━━━ PROVIDED MATERIAL ━━━
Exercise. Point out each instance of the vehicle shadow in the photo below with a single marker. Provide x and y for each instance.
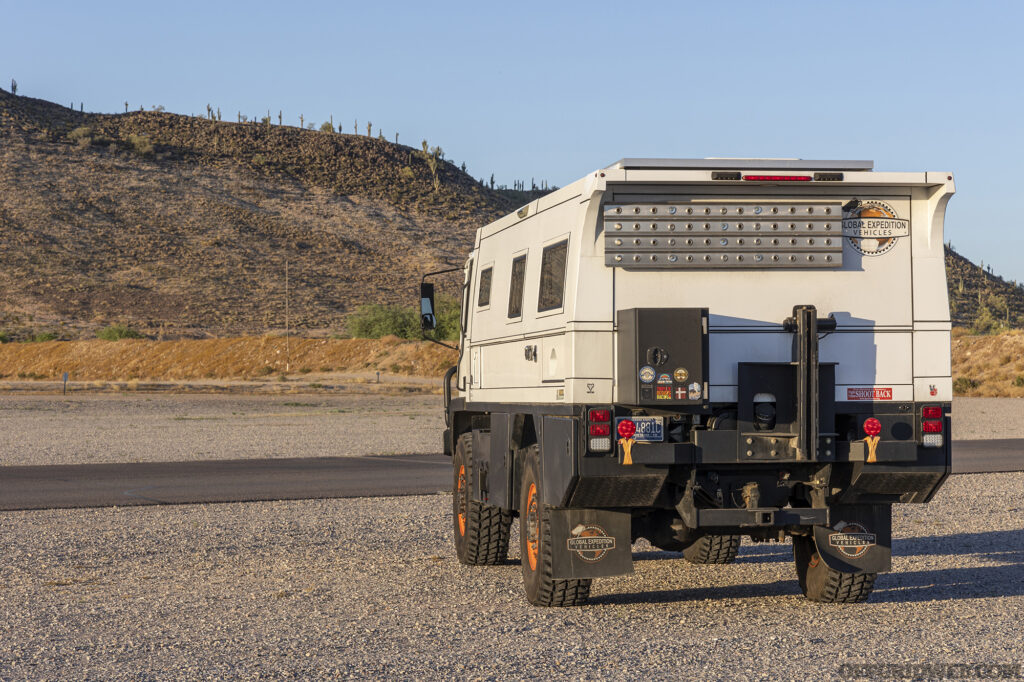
(1000, 554)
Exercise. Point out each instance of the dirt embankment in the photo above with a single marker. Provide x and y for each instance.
(245, 357)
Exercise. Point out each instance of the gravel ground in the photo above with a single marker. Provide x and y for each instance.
(371, 588)
(84, 428)
(136, 427)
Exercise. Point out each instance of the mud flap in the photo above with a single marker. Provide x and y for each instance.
(590, 543)
(859, 540)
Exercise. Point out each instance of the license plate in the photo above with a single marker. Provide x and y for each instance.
(649, 429)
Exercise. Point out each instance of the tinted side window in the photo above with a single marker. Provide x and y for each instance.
(484, 296)
(552, 276)
(515, 288)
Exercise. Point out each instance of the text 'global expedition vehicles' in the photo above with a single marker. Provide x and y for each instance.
(695, 350)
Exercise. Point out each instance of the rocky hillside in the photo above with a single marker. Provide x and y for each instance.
(981, 299)
(181, 225)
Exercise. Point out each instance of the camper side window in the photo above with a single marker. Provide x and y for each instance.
(515, 287)
(552, 276)
(483, 298)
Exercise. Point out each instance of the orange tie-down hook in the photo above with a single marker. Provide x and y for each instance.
(872, 428)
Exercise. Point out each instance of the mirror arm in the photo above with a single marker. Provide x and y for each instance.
(422, 281)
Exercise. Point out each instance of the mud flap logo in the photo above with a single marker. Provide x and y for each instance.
(591, 543)
(871, 227)
(851, 539)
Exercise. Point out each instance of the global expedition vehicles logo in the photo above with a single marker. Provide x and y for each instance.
(872, 227)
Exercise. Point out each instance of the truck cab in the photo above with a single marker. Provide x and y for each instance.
(693, 351)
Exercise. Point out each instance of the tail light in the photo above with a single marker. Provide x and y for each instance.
(932, 426)
(872, 427)
(599, 429)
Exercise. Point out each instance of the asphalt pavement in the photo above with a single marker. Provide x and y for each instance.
(56, 486)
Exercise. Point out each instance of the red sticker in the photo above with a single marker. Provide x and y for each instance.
(869, 394)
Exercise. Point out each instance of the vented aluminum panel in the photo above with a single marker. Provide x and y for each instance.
(702, 235)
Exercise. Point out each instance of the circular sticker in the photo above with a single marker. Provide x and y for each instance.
(851, 539)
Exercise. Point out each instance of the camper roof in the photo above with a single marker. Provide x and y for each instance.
(741, 164)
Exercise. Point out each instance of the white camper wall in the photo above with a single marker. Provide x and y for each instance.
(503, 371)
(892, 308)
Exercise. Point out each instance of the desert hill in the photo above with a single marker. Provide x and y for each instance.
(177, 224)
(181, 225)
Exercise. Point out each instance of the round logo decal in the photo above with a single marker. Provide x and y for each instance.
(851, 539)
(872, 227)
(590, 542)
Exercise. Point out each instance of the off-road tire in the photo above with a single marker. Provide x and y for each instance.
(713, 549)
(481, 531)
(819, 583)
(535, 541)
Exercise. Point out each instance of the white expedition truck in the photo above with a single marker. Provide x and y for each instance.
(695, 350)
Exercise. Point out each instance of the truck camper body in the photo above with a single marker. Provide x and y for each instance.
(697, 350)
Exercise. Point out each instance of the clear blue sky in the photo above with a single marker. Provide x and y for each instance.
(553, 90)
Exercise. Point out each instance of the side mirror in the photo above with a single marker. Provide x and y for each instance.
(428, 321)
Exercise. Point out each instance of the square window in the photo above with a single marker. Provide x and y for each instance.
(515, 287)
(552, 276)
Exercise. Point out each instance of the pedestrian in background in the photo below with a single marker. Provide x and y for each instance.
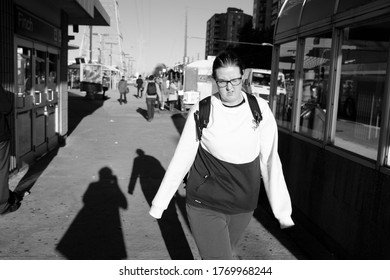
(8, 199)
(164, 91)
(225, 166)
(105, 86)
(140, 86)
(153, 94)
(123, 90)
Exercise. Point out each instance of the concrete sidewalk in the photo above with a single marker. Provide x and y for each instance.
(80, 206)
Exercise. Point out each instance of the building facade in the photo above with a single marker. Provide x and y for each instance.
(265, 13)
(334, 120)
(34, 60)
(223, 30)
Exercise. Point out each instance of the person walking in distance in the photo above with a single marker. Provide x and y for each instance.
(122, 87)
(152, 94)
(225, 161)
(105, 86)
(9, 201)
(140, 88)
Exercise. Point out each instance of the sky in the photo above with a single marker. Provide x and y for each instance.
(153, 30)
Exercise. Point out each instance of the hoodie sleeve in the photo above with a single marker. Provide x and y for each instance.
(180, 164)
(271, 170)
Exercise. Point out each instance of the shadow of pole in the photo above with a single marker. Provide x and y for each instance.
(150, 172)
(96, 231)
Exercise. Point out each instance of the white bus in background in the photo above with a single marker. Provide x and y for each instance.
(258, 81)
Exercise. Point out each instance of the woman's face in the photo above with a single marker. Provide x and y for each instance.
(231, 93)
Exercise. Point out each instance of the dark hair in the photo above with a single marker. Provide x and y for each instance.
(227, 58)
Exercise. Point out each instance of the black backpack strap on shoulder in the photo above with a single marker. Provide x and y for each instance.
(256, 112)
(202, 116)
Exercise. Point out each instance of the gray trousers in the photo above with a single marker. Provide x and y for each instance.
(4, 171)
(216, 234)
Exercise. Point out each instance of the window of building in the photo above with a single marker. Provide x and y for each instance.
(24, 56)
(316, 64)
(40, 71)
(285, 97)
(362, 85)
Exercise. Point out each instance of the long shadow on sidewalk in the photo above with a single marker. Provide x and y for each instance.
(150, 172)
(96, 231)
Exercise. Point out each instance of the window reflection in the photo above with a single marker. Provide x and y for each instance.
(362, 84)
(52, 78)
(286, 83)
(40, 71)
(24, 70)
(315, 85)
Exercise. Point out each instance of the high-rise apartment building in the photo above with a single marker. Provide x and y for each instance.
(265, 13)
(223, 30)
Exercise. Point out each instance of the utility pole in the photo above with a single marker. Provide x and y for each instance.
(90, 44)
(111, 43)
(185, 59)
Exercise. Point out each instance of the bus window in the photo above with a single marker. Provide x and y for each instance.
(361, 91)
(314, 88)
(285, 84)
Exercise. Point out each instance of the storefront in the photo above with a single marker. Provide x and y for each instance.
(334, 119)
(34, 48)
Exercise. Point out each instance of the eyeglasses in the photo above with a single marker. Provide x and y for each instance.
(234, 82)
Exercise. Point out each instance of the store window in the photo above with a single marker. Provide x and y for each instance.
(53, 76)
(285, 91)
(362, 84)
(316, 66)
(24, 74)
(40, 74)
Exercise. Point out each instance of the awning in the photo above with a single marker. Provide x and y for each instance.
(85, 12)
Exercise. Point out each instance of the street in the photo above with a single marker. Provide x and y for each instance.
(83, 204)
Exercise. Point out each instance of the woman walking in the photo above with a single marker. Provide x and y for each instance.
(225, 166)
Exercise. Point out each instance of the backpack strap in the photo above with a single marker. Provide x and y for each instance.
(202, 116)
(255, 108)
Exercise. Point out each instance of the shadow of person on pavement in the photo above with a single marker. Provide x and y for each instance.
(150, 172)
(96, 231)
(142, 112)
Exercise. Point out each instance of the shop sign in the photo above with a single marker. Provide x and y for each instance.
(35, 28)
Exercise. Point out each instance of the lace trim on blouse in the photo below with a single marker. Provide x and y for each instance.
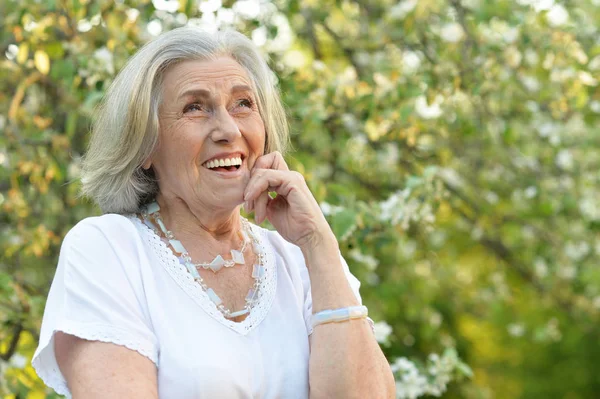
(267, 284)
(51, 374)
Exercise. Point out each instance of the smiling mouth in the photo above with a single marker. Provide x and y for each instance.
(224, 164)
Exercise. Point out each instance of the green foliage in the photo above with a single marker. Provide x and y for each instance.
(453, 146)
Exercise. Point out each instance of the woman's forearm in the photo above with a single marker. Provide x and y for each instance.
(345, 359)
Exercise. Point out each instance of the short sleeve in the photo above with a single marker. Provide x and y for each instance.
(354, 285)
(97, 294)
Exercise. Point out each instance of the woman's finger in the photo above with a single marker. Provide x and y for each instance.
(272, 160)
(260, 207)
(265, 180)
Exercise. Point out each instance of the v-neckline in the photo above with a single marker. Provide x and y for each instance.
(177, 271)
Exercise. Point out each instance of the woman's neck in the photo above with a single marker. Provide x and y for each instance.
(219, 229)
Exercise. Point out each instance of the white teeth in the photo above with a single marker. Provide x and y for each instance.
(224, 162)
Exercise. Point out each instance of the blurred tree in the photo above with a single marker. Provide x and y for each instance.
(452, 144)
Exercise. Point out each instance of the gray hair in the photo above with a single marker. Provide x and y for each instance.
(125, 131)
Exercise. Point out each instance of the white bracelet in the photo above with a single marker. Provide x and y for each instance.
(337, 315)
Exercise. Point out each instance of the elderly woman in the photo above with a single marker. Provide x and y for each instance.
(172, 293)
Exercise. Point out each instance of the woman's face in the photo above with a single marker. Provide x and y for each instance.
(208, 115)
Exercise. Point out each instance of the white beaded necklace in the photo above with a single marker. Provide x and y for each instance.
(258, 271)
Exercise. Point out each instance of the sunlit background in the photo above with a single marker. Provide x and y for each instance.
(453, 145)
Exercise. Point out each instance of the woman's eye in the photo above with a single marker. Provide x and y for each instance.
(245, 102)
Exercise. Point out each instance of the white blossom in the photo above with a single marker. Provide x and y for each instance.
(557, 16)
(429, 111)
(516, 329)
(166, 5)
(564, 160)
(382, 332)
(209, 5)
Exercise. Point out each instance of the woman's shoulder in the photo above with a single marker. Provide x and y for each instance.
(285, 249)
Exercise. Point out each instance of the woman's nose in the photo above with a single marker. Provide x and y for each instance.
(226, 129)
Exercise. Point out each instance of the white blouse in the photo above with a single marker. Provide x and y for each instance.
(116, 281)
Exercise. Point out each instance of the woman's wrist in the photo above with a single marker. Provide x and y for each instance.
(323, 241)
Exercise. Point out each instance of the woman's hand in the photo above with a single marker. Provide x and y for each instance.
(294, 212)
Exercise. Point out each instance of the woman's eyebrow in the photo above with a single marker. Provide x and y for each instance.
(195, 93)
(239, 88)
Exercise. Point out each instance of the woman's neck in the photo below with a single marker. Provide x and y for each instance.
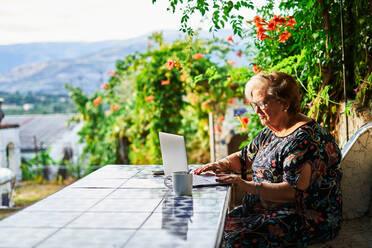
(288, 124)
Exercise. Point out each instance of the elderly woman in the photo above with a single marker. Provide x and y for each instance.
(293, 197)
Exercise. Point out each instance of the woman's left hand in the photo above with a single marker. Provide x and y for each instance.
(228, 178)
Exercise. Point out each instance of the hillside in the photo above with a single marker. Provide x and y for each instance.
(47, 67)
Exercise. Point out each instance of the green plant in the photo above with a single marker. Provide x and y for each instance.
(170, 87)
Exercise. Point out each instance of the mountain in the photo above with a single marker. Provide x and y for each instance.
(47, 67)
━━━
* [WHAT IS REQUIRED]: Copy out the items word for word, from the first line up to and including the line with "(1000, 554)". Leave the picture out of your answer.

* [ANSWER TO THE TASK]:
Exercise. Point out each instance of the vehicle shadow in the photo below with a single marker. Provide x and y for each instance.
(1000, 554)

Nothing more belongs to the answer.